**Problem to solve**
All of the data below should be written out exactly.

(Stored entries)
##############################
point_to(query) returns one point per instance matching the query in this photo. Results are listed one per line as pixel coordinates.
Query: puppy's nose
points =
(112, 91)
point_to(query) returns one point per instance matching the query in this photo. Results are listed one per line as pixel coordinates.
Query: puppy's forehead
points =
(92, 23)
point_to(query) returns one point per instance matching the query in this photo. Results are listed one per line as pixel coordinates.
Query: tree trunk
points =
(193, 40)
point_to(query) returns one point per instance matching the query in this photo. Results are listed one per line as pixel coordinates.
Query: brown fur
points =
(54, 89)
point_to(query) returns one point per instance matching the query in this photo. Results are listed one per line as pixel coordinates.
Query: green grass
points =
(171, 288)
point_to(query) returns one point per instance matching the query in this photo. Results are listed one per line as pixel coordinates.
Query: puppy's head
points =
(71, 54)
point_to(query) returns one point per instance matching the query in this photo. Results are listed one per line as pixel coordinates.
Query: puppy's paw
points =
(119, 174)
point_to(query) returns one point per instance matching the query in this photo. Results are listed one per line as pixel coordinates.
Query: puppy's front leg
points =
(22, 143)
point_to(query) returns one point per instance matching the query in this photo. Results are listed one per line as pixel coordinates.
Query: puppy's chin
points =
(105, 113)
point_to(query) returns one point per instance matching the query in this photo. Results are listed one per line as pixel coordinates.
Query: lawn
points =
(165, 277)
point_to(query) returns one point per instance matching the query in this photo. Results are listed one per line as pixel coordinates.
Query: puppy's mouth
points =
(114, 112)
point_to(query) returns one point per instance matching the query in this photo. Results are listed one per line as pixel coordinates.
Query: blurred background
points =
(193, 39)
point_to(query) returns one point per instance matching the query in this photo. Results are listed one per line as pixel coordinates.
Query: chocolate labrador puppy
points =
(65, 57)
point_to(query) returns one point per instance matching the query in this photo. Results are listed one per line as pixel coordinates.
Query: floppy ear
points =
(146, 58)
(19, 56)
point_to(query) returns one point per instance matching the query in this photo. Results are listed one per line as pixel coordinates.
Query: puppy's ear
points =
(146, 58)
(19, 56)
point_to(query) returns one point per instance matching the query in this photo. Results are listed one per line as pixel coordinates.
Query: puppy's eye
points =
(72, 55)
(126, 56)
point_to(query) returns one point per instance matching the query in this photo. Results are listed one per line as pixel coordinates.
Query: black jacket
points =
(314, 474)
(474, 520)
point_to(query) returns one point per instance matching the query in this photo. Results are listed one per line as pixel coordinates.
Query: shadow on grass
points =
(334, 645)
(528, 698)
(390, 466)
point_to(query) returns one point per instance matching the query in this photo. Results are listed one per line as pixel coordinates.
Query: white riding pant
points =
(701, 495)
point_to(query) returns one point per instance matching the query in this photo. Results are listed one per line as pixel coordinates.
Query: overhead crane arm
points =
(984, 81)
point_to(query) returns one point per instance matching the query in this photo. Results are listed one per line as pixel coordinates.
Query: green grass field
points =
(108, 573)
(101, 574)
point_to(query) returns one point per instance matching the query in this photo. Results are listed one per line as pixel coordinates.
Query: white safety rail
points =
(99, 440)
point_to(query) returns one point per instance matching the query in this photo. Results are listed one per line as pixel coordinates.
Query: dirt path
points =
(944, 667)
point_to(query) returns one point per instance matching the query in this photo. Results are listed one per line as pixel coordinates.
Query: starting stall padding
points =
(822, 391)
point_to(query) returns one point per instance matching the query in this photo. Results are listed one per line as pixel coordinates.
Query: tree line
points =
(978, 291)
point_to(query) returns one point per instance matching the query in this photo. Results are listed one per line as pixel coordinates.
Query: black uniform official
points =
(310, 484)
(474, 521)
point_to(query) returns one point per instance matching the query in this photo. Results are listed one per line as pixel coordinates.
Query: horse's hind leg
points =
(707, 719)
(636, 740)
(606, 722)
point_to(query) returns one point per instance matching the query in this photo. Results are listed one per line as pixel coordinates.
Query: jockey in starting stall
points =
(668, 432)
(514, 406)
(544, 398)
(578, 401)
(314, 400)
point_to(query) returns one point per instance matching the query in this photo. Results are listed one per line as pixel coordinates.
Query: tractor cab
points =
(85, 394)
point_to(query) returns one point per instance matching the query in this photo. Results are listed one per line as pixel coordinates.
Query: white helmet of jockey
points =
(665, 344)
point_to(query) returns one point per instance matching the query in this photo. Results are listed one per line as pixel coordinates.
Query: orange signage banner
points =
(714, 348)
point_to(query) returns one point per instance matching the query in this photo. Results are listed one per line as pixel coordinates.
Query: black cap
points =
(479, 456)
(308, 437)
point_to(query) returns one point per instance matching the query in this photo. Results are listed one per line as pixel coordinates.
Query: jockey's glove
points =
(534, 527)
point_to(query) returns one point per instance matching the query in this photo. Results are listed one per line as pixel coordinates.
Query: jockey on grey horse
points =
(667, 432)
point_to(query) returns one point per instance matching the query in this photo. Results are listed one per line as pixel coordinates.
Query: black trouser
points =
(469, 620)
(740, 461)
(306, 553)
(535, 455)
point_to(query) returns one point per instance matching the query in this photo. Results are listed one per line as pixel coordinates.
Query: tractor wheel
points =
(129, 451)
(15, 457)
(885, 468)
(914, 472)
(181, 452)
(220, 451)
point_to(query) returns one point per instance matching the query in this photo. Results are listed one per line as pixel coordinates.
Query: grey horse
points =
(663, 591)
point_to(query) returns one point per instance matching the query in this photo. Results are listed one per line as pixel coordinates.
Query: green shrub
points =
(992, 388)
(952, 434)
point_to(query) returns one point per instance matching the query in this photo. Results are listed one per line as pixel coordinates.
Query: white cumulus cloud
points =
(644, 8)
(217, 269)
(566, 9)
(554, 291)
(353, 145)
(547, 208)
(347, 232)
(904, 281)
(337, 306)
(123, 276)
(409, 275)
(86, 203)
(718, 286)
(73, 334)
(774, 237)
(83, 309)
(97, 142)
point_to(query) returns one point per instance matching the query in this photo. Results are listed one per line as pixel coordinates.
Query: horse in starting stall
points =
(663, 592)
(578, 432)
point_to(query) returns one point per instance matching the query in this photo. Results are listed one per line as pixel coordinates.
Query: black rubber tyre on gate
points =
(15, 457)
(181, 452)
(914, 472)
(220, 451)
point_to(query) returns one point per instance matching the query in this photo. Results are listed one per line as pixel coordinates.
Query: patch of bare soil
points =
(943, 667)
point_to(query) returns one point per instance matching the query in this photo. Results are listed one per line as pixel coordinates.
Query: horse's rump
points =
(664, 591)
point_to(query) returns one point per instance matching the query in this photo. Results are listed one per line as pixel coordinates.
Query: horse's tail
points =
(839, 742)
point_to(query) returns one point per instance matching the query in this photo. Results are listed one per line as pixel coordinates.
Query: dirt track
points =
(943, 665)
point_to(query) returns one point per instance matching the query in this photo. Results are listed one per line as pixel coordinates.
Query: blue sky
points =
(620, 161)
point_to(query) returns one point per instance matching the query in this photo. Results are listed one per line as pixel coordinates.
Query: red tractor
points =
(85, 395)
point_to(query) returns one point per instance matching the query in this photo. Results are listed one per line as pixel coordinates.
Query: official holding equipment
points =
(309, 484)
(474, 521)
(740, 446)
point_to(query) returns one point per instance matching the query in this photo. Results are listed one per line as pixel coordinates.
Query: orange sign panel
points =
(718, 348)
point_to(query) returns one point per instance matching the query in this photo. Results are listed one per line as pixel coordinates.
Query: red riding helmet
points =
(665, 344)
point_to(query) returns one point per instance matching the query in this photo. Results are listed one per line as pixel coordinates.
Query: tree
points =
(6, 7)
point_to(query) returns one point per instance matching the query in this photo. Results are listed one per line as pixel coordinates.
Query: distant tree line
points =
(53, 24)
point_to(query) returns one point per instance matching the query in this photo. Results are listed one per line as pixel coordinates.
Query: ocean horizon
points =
##############################
**Solved exercise**
point_to(query) returns one point per instance matching the query in this photo. Results are listed one per line as pixel coordinates.
Query: puppy's nose
points =
(112, 91)
point_to(query) returns one point per instance matching the query in this photo. Results are listed one per line as pixel coordinates.
Query: puppy's forehead
points =
(92, 23)
point_to(query) returns one point per instance matching the query in this photo. Results are listed one per line as pixel coordinates.
Query: tree trunk
points =
(193, 40)
point_to(query) returns one point per instance matching the query in this photo. Results are listed one per line as pixel coordinates.
Query: brown fur
points =
(54, 89)
point_to(query) returns one point per instance matching the query in this photo. Results are listed one per line as pixel coordinates.
Query: green grass
points =
(171, 288)
point_to(query) returns one point per instance matching the query in this photo. Results are listed one per line as pixel coordinates.
Query: puppy's head
points =
(71, 54)
point_to(query) returns one point per instance matching the query in this photo. Results are listed one per line as pixel coordinates.
Query: puppy's paw
points =
(119, 174)
point_to(query) returns one point per instance matching the query in this photo. Results are listed one per line as pixel coordinates.
Query: puppy's front leg
points =
(22, 143)
point_to(query) returns one point per instance matching the query in this photo. Results are listed one per line as pixel coordinates.
Query: puppy's chin
points =
(105, 113)
point_to(query) returns one point per instance matching the query in this photo. Results are listed one per line as pixel coordinates.
Query: lawn
points =
(165, 277)
point_to(query) returns one point per instance matching the query in this photo. Results are listed one per line as pixel coordinates.
Query: puppy's mouth
points =
(114, 112)
point_to(query) returns one point per instance matching the query in this photo. Results are listed one per line as pixel coordinates.
Query: blurred background
points =
(193, 39)
point_to(query) returns one point per instance matching the query in this photo. Results are listed one per line as pixel coordinates.
Query: chocolate labrador puppy
points =
(65, 57)
point_to(query) returns one point per instance matching the query in this photo. Results are listed one per line as pixel coordinates.
Query: floppy ear
points =
(146, 58)
(19, 56)
point_to(query) returns one point per instance matching the query in this photo. Results are listed one per line as pixel coordinates.
Query: puppy's ear
points =
(146, 58)
(19, 56)
point_to(query) returns one point per instance matching the query in this photo. Results are listed one per line as pixel coordinates.
Query: puppy's eye
points =
(72, 55)
(126, 56)
point_to(query) returns one point per instance matching the query in this photo. Results are listed one per line as pixel coordinates.
Query: black jacket
points =
(314, 474)
(474, 520)
point_to(query) returns one point per instance matching the query in this photo. Results are listed one per line as pixel coordinates.
Query: shadow on grass
points =
(334, 645)
(528, 698)
(390, 466)
point_to(query) returns one point per instance matching the query in this photo. Results are listed one per line as pixel coordinates.
Query: white riding pant
points =
(701, 495)
point_to(query) returns one point per instance matching the query in this photo. Results are listed one per line as pixel coordinates.
Query: overhead crane arm
points =
(984, 81)
point_to(query) returns one point per instance matching the query in this photo. Results are listed one per line as pixel coordinates.
Query: green grass field
points =
(108, 573)
(101, 574)
point_to(query) returns one point per instance matching the query in this photo. Results are listed one per line as pixel coordinates.
Query: white safety rail
points =
(99, 440)
point_to(query) returns one point per instance matching the query in this photo. Results are listed one per line as pixel coordinates.
Query: dirt path
points =
(944, 667)
point_to(query) returns one point per instance matching the query in this photo. Results are listed one per line as pixel coordinates.
Query: starting stall padding
points =
(822, 391)
point_to(query) returns one point per instance matching the query in this photo. Results are listed one per line as pixel coordinates.
Query: tree line
points =
(978, 291)
point_to(query) returns one point per instance matching the query in this photo. Results are listed one per line as pixel coordinates.
Query: black uniform official
points =
(310, 484)
(474, 521)
point_to(query) returns one point per instance matching the query in this photo. Results are listed one per line as pixel coordinates.
Query: horse's hind leg
points =
(707, 719)
(636, 740)
(606, 722)
point_to(query) returns one point per instance matching the query in this photo. Results are listed one per line as pixel coordinates.
Query: jockey in starting stall
points =
(668, 432)
(514, 406)
(544, 398)
(578, 401)
(314, 400)
point_to(query) returns one point per instance matching the query in this photo. Results are listed one per line as pixel coordinates.
Query: tractor cab
points =
(85, 394)
point_to(query) returns one point per instance matching the query in this photo. Results are listed one per line as pixel coordinates.
Query: white helmet of jockey
points =
(665, 344)
point_to(query) returns one point per instance matching the query in this photo. Results are listed one per line as pixel coordinates.
Query: orange signage banner
points =
(714, 348)
point_to(query) returns one point per instance matching the query in this photo. Results are listed one per line as pixel coordinates.
Query: black cap
points =
(479, 456)
(308, 437)
point_to(query) returns one point per instance matching the query in this photo. Results are listed one per line as pixel coordinates.
Query: jockey's glove
points =
(534, 527)
point_to(query) returns one point per instance matching the query in this photo. Results are listed one per line as pixel coordinates.
Query: jockey on grey horse
points =
(667, 432)
point_to(query) returns one point per instance matching the query in this photo. Results are listed one per line as pixel coordinates.
Query: black trouser
points =
(469, 620)
(740, 461)
(306, 553)
(535, 455)
point_to(query) returns one point per instance matching the query in this photo. Results are listed one per line as pixel coordinates.
Query: tractor wheel
points =
(129, 451)
(15, 457)
(885, 468)
(914, 472)
(181, 452)
(220, 451)
point_to(query) returns one point per instance matching the query in this photo. Results are listed one per line as pixel coordinates.
Query: grey horse
points =
(663, 591)
point_to(query) returns one point per instance matching the query in this photo. Results are listed one per line as pixel coordinates.
Query: green shrub
points =
(992, 388)
(952, 434)
point_to(query) returns one point per instance matching the query in this photo. Results are listed one per line as pixel coordinates.
Query: white cumulus cloud
points =
(644, 8)
(217, 269)
(566, 9)
(554, 291)
(353, 145)
(547, 208)
(347, 232)
(904, 281)
(337, 306)
(123, 276)
(409, 275)
(86, 203)
(718, 286)
(73, 334)
(774, 237)
(83, 309)
(97, 142)
point_to(query) returns one point per instance matching the query in this photo. Results are listed one per line as pixel coordinates.
Query: horse in starting stall
points =
(663, 592)
(578, 432)
point_to(query) returns one point per instance matching the query in this photo. Results are listed one per line as pixel coordinates.
Query: black rubber tyre on gate
points =
(15, 457)
(181, 452)
(914, 472)
(220, 451)
point_to(query) returns one point per instance matching the query in this photo. Results are listed one per line as pixel coordinates.
Query: patch of bare soil
points =
(943, 667)
point_to(query) returns one point per instance matching the query in this photo. Results are listed one per line as pixel coordinates.
Query: horse's rump
points =
(664, 591)
point_to(query) returns one point per instance matching the query in this photo. Results are listed one per line as pixel coordinates.
Query: horse's tail
points =
(839, 742)
point_to(query) returns one point per instance matching the query in this photo. Results are listed one per line as pixel coordinates.
Query: dirt track
points =
(943, 665)
point_to(query) returns one point per instance matching the query in this photo. Results are listed one per line as pixel coordinates.
Query: blue sky
points =
(620, 161)
point_to(query) returns one point per instance matching the query in this photo. Results are listed one per line as pixel coordinates.
Query: red tractor
points =
(85, 395)
point_to(query) returns one point per instance matching the query in this photo. Results are listed one per line as pixel coordinates.
Query: official holding equipment
points =
(309, 484)
(474, 521)
(740, 446)
point_to(query) returns one point per instance matching the query in this photo. Results are listed one per line as pixel coordinates.
Query: orange sign panel
points =
(718, 348)
point_to(query) returns one point per instance matching the query in this photo. Results are listed one per line as pixel coordinates.
Query: red riding helmet
points =
(665, 344)
point_to(query) returns one point per instance matching the query in this photo. Results are listed one per line as pixel coordinates.
Query: tree
points =
(6, 7)
point_to(query) returns one point per instance matching the query in this photo. Results are listed one per line as pixel coordinates.
Query: distant tree line
points =
(53, 24)
point_to(query) returns one point per instance matching the query in this photo. Results are listed one per line as pixel coordinates.
Query: ocean horizon
points =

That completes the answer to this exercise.